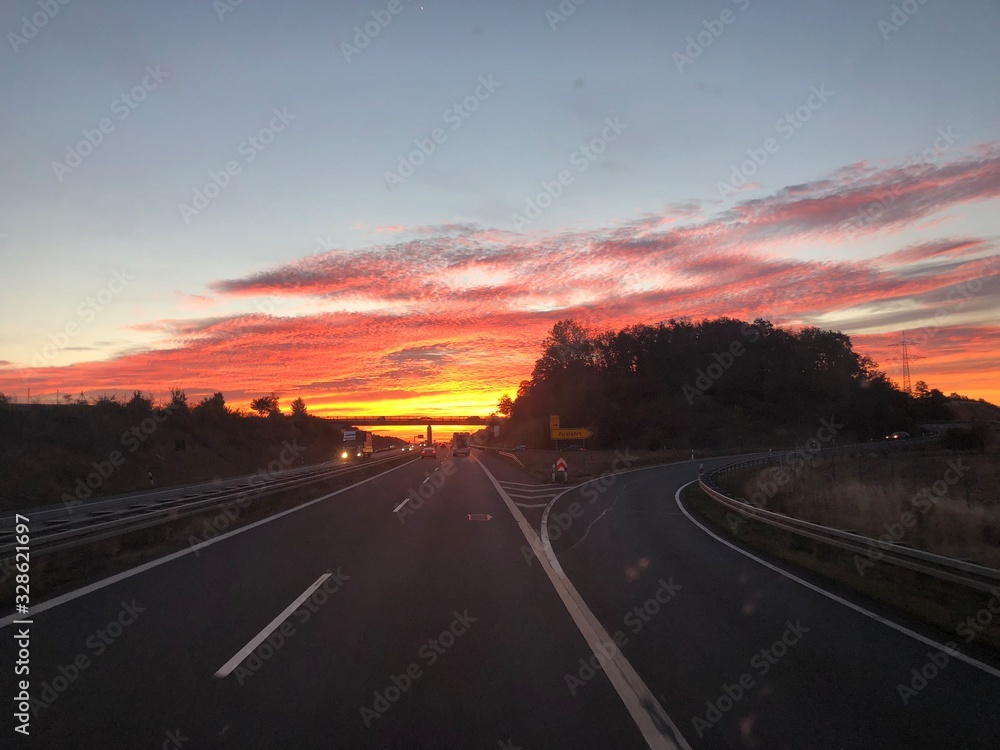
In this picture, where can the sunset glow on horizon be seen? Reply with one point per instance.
(603, 190)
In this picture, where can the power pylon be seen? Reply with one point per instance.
(904, 360)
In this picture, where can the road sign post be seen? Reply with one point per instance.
(560, 467)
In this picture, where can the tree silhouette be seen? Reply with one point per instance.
(266, 406)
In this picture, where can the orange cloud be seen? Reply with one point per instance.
(452, 316)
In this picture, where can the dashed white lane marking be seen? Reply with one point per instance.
(242, 654)
(117, 577)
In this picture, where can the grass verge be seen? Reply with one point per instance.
(945, 605)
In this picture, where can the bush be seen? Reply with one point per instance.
(965, 438)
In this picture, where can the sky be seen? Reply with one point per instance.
(383, 207)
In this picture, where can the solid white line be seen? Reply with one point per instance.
(657, 728)
(111, 580)
(242, 654)
(531, 486)
(856, 607)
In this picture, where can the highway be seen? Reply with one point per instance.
(412, 611)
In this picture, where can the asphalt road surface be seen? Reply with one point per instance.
(363, 621)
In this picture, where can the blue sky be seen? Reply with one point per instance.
(320, 183)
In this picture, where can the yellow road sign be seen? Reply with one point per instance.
(571, 433)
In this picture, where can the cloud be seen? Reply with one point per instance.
(460, 308)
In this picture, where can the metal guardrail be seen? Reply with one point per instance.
(962, 572)
(58, 528)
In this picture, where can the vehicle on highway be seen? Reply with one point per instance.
(460, 444)
(357, 444)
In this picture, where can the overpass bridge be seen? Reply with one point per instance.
(406, 421)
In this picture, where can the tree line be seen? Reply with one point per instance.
(715, 383)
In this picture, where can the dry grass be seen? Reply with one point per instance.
(940, 603)
(902, 498)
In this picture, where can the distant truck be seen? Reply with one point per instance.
(357, 444)
(460, 444)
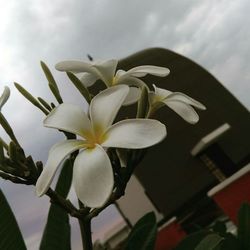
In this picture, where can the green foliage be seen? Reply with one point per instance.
(56, 235)
(192, 240)
(10, 235)
(80, 86)
(30, 98)
(143, 234)
(52, 83)
(218, 239)
(209, 242)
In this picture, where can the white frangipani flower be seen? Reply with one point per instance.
(4, 97)
(178, 102)
(106, 71)
(92, 172)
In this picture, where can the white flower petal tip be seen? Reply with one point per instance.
(74, 66)
(70, 118)
(106, 104)
(133, 96)
(141, 71)
(4, 97)
(56, 155)
(135, 134)
(93, 177)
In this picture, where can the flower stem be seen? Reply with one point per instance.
(85, 227)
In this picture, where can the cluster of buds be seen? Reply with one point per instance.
(14, 165)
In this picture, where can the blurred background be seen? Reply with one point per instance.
(215, 34)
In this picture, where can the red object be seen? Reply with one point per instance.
(230, 196)
(169, 236)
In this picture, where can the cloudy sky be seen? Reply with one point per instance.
(214, 33)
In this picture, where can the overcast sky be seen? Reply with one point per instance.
(213, 33)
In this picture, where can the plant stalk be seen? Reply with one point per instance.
(85, 227)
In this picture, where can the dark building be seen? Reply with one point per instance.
(173, 178)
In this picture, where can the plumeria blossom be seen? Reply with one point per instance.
(178, 102)
(106, 71)
(92, 171)
(4, 97)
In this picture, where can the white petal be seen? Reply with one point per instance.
(75, 67)
(88, 79)
(4, 97)
(93, 177)
(177, 96)
(184, 110)
(161, 93)
(105, 105)
(107, 71)
(135, 133)
(133, 96)
(56, 155)
(130, 81)
(141, 71)
(70, 118)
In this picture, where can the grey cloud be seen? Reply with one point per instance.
(213, 33)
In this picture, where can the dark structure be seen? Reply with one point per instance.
(174, 179)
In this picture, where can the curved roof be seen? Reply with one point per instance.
(170, 174)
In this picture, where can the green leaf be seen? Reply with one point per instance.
(80, 86)
(56, 235)
(192, 240)
(143, 234)
(10, 235)
(210, 242)
(220, 228)
(52, 83)
(30, 98)
(244, 226)
(44, 103)
(230, 242)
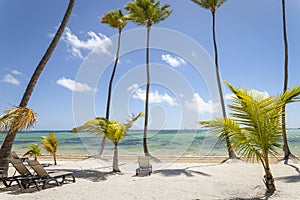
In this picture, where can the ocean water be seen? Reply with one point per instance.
(163, 142)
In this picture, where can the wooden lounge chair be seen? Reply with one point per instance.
(144, 166)
(14, 155)
(24, 179)
(46, 177)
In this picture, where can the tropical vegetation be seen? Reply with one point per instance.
(112, 129)
(115, 19)
(287, 152)
(33, 150)
(213, 5)
(255, 128)
(146, 13)
(21, 117)
(50, 144)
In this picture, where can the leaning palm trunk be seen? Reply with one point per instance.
(104, 139)
(146, 151)
(228, 144)
(116, 160)
(286, 149)
(10, 137)
(269, 181)
(54, 158)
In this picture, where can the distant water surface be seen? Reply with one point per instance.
(163, 142)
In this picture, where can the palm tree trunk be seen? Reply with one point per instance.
(47, 55)
(10, 137)
(116, 160)
(104, 139)
(286, 149)
(228, 144)
(5, 152)
(54, 158)
(269, 181)
(146, 151)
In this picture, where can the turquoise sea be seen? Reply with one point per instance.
(163, 142)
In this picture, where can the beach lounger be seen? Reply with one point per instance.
(24, 179)
(14, 155)
(144, 166)
(46, 177)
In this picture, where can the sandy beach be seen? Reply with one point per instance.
(188, 178)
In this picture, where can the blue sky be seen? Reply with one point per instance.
(249, 36)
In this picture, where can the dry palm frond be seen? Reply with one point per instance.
(50, 144)
(17, 118)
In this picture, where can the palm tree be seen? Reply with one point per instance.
(255, 126)
(213, 5)
(147, 13)
(21, 110)
(50, 144)
(112, 129)
(33, 150)
(115, 19)
(286, 149)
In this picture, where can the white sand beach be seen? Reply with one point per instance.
(184, 180)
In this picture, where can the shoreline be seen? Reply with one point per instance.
(163, 159)
(179, 181)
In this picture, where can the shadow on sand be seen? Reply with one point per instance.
(178, 172)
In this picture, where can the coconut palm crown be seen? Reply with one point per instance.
(212, 5)
(50, 144)
(147, 13)
(255, 126)
(115, 19)
(112, 129)
(33, 150)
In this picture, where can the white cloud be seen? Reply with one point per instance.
(10, 79)
(133, 87)
(173, 61)
(199, 105)
(16, 72)
(154, 97)
(74, 86)
(75, 45)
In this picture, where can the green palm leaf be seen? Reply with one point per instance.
(17, 118)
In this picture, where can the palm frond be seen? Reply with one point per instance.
(147, 12)
(112, 129)
(50, 144)
(17, 118)
(115, 19)
(291, 95)
(212, 5)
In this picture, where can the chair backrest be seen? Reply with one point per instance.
(14, 155)
(38, 168)
(144, 161)
(20, 167)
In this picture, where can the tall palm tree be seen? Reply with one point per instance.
(112, 129)
(147, 13)
(33, 150)
(21, 111)
(286, 149)
(115, 19)
(213, 5)
(255, 126)
(50, 144)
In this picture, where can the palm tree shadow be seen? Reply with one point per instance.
(290, 179)
(93, 175)
(286, 162)
(178, 172)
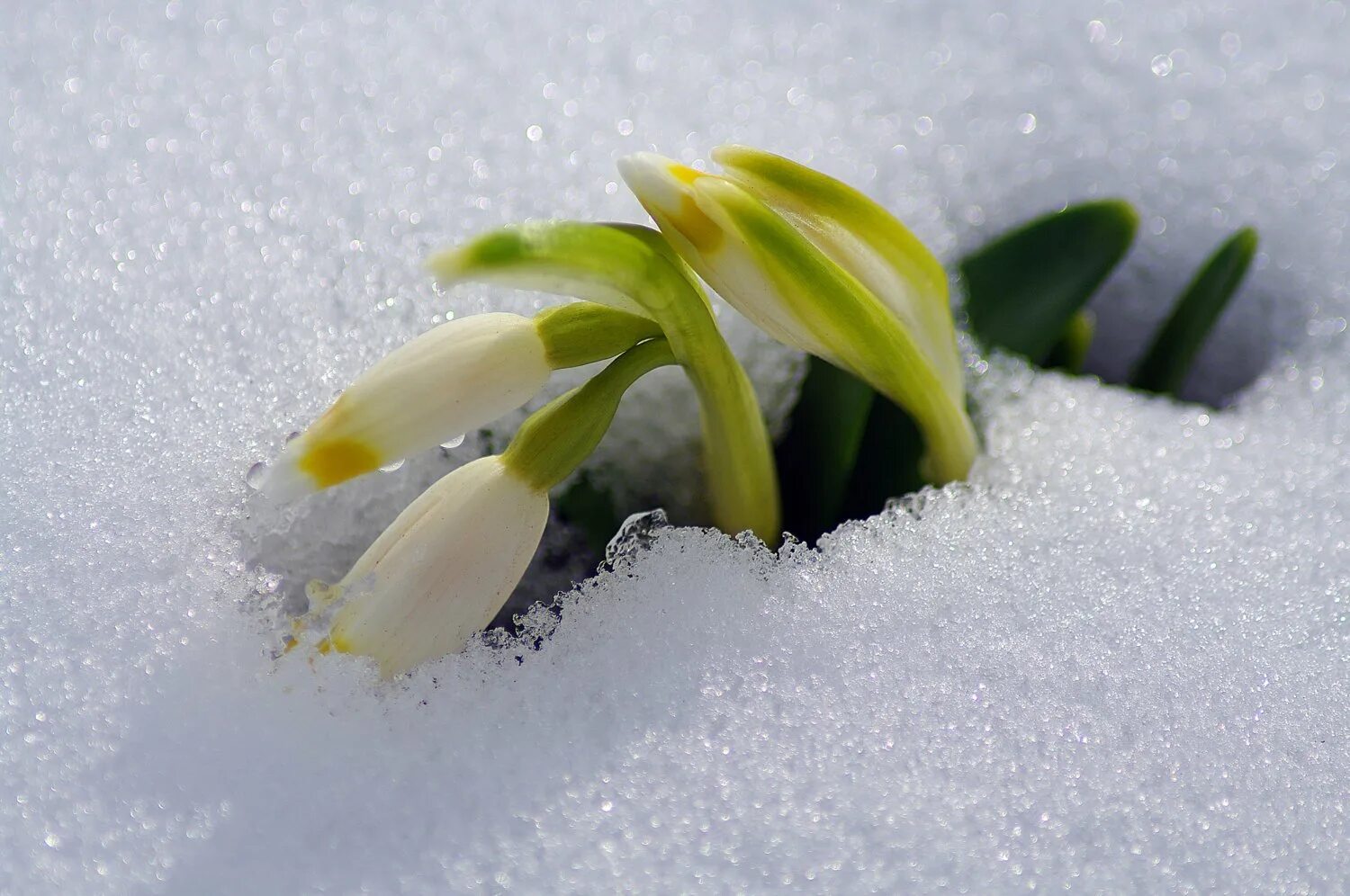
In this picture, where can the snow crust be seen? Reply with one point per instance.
(1115, 660)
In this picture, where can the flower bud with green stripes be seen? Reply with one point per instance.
(447, 564)
(443, 383)
(634, 269)
(821, 267)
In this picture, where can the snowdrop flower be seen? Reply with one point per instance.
(634, 269)
(443, 383)
(450, 560)
(443, 569)
(821, 267)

▬▬▬

Reproduce each entry verbatim, excluding any embedded images.

__Response to this task__
In this picture, where can the sunset glow on horizon be seen? Reply with one point per instance.
(603, 190)
In this picture, where can the power pylon be seen? Reply with one point per instance.
(904, 360)
In this picture, where can the road sign post be seen? Reply with one point per instance.
(560, 467)
In this picture, where can the tree silhouette be seen? Reply with one point per instance.
(266, 406)
In this picture, where can the orange cloud be seen? Reply with one point per instance.
(452, 316)
In this picture, where can the dashed white lane marking be seen? Reply with one point per instance.
(242, 654)
(117, 577)
In this picture, where can the grass verge be seen? Reply with one point per instance.
(945, 605)
In this picture, where can the bush be seen? Reply with one point per instance.
(965, 438)
In this picture, where can the sky be seen? Reply with one point per instance.
(383, 207)
In this picture, where can the solid white line be seen? Reply with one point per instance.
(657, 728)
(111, 580)
(242, 654)
(531, 486)
(856, 607)
In this picture, where can the highway be seen? Reply with one point per instance.
(412, 611)
In this picture, where can the asphalt road surface be seen? Reply with one point per instance.
(363, 621)
In this picture, where can the blue sky be seen? Reply with one point per instance.
(320, 183)
In this picture, where can the yellow road sign be seen? Reply with one point per instance.
(571, 433)
In this picture, where can the cloud be seen? Reply with one point per instance.
(460, 308)
In this picture, where can the metal guardrail be seen? Reply with one point per instance.
(962, 572)
(58, 528)
In this picture, where can the vehicle on highway be seen? Reply with one point per instance.
(460, 444)
(357, 444)
In this picture, where can the overpass bridge be seen? Reply with one point per instance.
(406, 421)
In this picture, where can the tree line be seen? Reply with one point per instance.
(715, 383)
In this picture, where can the dry grass be seen? Reply with one point per instance.
(940, 603)
(902, 498)
In this picture, where can the distant truck be seen? Reply with one point per instance.
(357, 444)
(460, 444)
In this picture, where can the green foliage be seen? Reply with one point per instance.
(56, 235)
(192, 240)
(10, 235)
(80, 86)
(30, 98)
(143, 234)
(52, 83)
(218, 239)
(209, 242)
In this picture, where can the white frangipani flower be seen? Reply with one point per instance.
(4, 97)
(178, 102)
(106, 71)
(92, 172)
In this picture, where can the white flower petal tip be seen? Reply with one point per instance.
(74, 66)
(70, 118)
(106, 104)
(133, 96)
(141, 71)
(4, 97)
(56, 155)
(135, 134)
(93, 177)
In this picture, where can the flower stem be seen? Reply with one point per instance.
(85, 227)
In this picture, where can the cluster of buds be seen? Reply with one point per instance.
(14, 165)
In this picture, where can the blurred background be seen? Reply with one point per instance.
(215, 34)
In this picture, where can the red object be seen? Reply with one point per instance.
(230, 196)
(169, 236)
In this picture, where can the cloudy sky be seen? Reply with one point per instance.
(214, 33)
In this picture, where can the overcast sky be seen? Reply with one point per instance.
(213, 33)
In this picture, where can the plant stalk be seen? Reply with one point per instance.
(85, 227)
In this picture, where can the dark building be seen? Reply with one point per instance.
(173, 178)
In this picture, where can the plumeria blossom be seen? Reply with one point per instance.
(178, 102)
(106, 71)
(92, 171)
(4, 97)
In this picture, where can the white petal be seen? Reply with one point per instance.
(75, 67)
(88, 79)
(4, 97)
(93, 177)
(177, 96)
(184, 110)
(161, 93)
(105, 105)
(107, 71)
(135, 133)
(133, 96)
(56, 155)
(130, 81)
(141, 71)
(70, 118)
In this picture, where can the grey cloud be seen? Reply with one point per instance.
(213, 33)
In this picture, where can the dark structure be seen? Reply with one point per instance.
(174, 179)
In this picture, where can the curved roof be seen? Reply with one point per instance.
(170, 174)
In this picture, where can the green leaf be seen? Reply with one point per instance.
(80, 86)
(56, 235)
(192, 240)
(143, 234)
(10, 235)
(210, 242)
(220, 228)
(52, 83)
(30, 98)
(244, 226)
(44, 103)
(230, 242)
In this picture, where can the ocean water be seen? Reply with one point per instance.
(163, 142)
In this picture, where can the wooden lounge chair be seen? Reply with one point per instance.
(144, 166)
(14, 155)
(24, 179)
(46, 177)
In this picture, where can the tropical vegetation be seen? Reply with one point per instance.
(112, 129)
(115, 19)
(287, 152)
(33, 150)
(213, 5)
(255, 128)
(146, 13)
(21, 117)
(50, 144)
In this picture, where can the leaning palm trunk be seen? Reply with one point per instance.
(104, 139)
(146, 151)
(228, 144)
(116, 160)
(286, 149)
(10, 137)
(269, 181)
(54, 158)
In this picture, where can the distant water surface be seen? Reply with one point per instance.
(163, 142)
In this picture, where can the palm tree trunk be seen? Reply with one point per instance.
(47, 55)
(10, 137)
(116, 160)
(104, 139)
(286, 149)
(228, 144)
(5, 152)
(54, 158)
(269, 181)
(146, 151)
In this picture, where can the turquoise sea be seen? Reply with one point per instance.
(163, 142)
In this picture, where can the beach lounger be seen? Reply with one point per instance.
(24, 179)
(14, 155)
(144, 166)
(46, 177)
In this picture, where can the sandy beach be seen? Reply with one point per instance.
(188, 178)
In this picture, where can the blue sky be seen? Reply with one point per instance.
(249, 36)
In this picture, where can the dry palm frond be seen? Reply with one point per instance.
(50, 144)
(17, 118)
In this picture, where can the palm tree be seen? Reply with one point per instance.
(255, 126)
(213, 5)
(147, 13)
(21, 110)
(50, 144)
(112, 129)
(33, 150)
(115, 19)
(286, 149)
In this picture, where can the white sand beach be seen? Reply with one point per instance.
(184, 180)
In this picture, where can the shoreline be seen? Reply with one point per instance.
(163, 159)
(179, 181)
In this picture, where can the shadow on sand be seen? Reply with one point per instance.
(178, 172)
In this picture, where can the coconut palm crown be seen? Reply with one point per instance.
(212, 5)
(50, 144)
(147, 13)
(255, 126)
(115, 19)
(112, 129)
(33, 150)
In this picture, where can the white cloud be seen? Reply with one point per instance.
(10, 79)
(133, 87)
(173, 61)
(199, 105)
(16, 72)
(154, 97)
(74, 86)
(75, 45)
In this picture, where can the green palm leaf be seen? Reply with one point per instance.
(17, 118)
In this picture, where can the palm frond be seen? Reply with one point per instance.
(147, 12)
(112, 129)
(50, 144)
(17, 118)
(115, 19)
(291, 95)
(212, 5)
In this picture, where can the chair backrest be seen? Reply with one point per instance.
(14, 155)
(38, 168)
(144, 161)
(20, 167)
In this picture, where can the tall palm tree be seen? Reply with one point per instance.
(112, 129)
(147, 13)
(33, 150)
(21, 111)
(286, 149)
(115, 19)
(213, 5)
(255, 126)
(50, 144)
In this picture, where can the palm tree shadow be seen? Reply with one point per instance.
(290, 179)
(93, 175)
(286, 162)
(178, 172)
In this picture, where can the snow crust be seen? Reply with one point per instance.
(1115, 660)
In this picture, where can the flower bud with green stripes be seen? Reply with one point per instance.
(447, 564)
(443, 383)
(634, 269)
(821, 267)
In this picture, where can the snowdrop flower be seen? Reply with one point per instance.
(634, 269)
(443, 383)
(450, 560)
(443, 569)
(821, 267)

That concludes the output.